(Items excerpted from a collection)
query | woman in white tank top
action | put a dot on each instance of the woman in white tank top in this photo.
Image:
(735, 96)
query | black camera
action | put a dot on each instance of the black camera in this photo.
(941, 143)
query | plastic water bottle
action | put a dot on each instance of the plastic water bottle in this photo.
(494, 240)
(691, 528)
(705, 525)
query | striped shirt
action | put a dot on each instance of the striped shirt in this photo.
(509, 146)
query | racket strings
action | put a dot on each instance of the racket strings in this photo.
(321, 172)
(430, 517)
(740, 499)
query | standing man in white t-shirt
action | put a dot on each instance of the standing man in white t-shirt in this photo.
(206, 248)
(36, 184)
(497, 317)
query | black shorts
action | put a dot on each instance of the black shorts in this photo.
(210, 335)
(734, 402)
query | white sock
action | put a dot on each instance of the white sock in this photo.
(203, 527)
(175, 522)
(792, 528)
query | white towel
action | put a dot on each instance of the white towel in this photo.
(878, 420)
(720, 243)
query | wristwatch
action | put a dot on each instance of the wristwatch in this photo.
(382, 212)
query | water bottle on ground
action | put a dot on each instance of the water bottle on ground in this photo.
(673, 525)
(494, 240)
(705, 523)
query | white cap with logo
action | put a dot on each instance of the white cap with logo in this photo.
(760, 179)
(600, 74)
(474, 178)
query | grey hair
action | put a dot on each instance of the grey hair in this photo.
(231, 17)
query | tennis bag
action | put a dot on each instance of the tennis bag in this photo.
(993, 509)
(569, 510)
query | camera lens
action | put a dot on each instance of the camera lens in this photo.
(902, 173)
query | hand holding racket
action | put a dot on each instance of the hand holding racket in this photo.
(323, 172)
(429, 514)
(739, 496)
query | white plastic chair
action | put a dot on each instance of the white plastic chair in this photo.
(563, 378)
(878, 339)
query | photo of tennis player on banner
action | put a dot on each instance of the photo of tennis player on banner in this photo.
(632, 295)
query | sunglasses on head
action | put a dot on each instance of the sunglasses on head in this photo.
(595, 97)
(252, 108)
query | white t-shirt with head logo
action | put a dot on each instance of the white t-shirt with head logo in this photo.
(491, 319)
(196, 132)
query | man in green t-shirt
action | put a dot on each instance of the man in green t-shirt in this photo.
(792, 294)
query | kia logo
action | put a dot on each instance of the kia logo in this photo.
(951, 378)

| Problem to work on |
Rewrite every line of the items above as a numbered list, skipping any blank lines.

| Output below |
1. query | woman in white tank top
2. action | put a dot on each instance of the woman in white tank top in this photo.
3. Image:
4. (735, 96)
5. query | black camera
6. action | put a dot on each instance of the black camera in this photo.
7. (941, 143)
8. query | plastic water bottle
9. action | put a dot on each instance of the plastic water bottle in this photo.
10. (494, 240)
11. (691, 528)
12. (705, 525)
13. query | striped shirt
14. action | put a dot on each instance of the striped shirt in this photo.
15. (509, 146)
16. query | racket strings
17. action | put a dot on each instance of the racket strings in this photo.
18. (321, 172)
19. (430, 517)
20. (740, 499)
21. query | standing man in white t-shirt
22. action | put a dot on each instance of the standing man in white t-shirt in this photo.
23. (206, 248)
24. (36, 184)
25. (497, 317)
26. query | black shorts
27. action | put a dot on each instance of the black shorts in this photo.
28. (210, 335)
29. (734, 402)
30. query | white sock
31. action | put a dot on each instance of the white sock in this photo.
32. (203, 527)
33. (175, 522)
34. (792, 528)
35. query | white towel
36. action | put a dot on each instance of the white towel in this photo.
37. (878, 420)
38. (720, 243)
39. query | wristwatch
40. action | put a dot on each instance of the wristwatch in this photo.
41. (382, 212)
42. query | water bottle on ground
43. action | put a dot on each instance of the water bottle on ground in this photo.
44. (673, 525)
45. (494, 240)
46. (705, 523)
47. query | white cap with logo
48. action | put a dot on each instance of the white cap with logo in this photo.
49. (760, 179)
50. (600, 74)
51. (474, 178)
52. query | grey hair
53. action | put a dot on each instance of the grey hair in this photo.
54. (231, 17)
55. query | tennis bag
56. action | put a dot on each instance of the tennis bag in this photo.
57. (993, 509)
58. (569, 510)
59. query | camera lens
60. action | put a dot on each instance of the camera lens in this photo.
61. (902, 173)
62. query | hand holding racket
63. action | put a dot on each instance of the hand holding racket in this photo.
64. (323, 172)
65. (429, 514)
66. (739, 496)
67. query | white plastic chair
68. action | put a dot on each instance of the white plastic chair in this photo.
69. (563, 378)
70. (878, 339)
71. query | photo of tennis player on banner
72. action | put a dot on each instance of the photo of tennis player on banner in this photo.
73. (632, 295)
74. query | sunglasses on head
75. action | put a dot on each instance of the sunglasses on head in this photo.
76. (595, 97)
77. (252, 108)
78. query | white t-shirt with head logo
79. action | put a dot on each instance of the white t-shirt with head logo in this photo.
80. (491, 319)
81. (196, 132)
82. query | man in green t-shirt
83. action | put a dot on each instance of the man in green t-shirt in this photo.
84. (792, 294)
85. query | kia logo
86. action | put a dot on each instance of the kia logo in this photo.
87. (951, 378)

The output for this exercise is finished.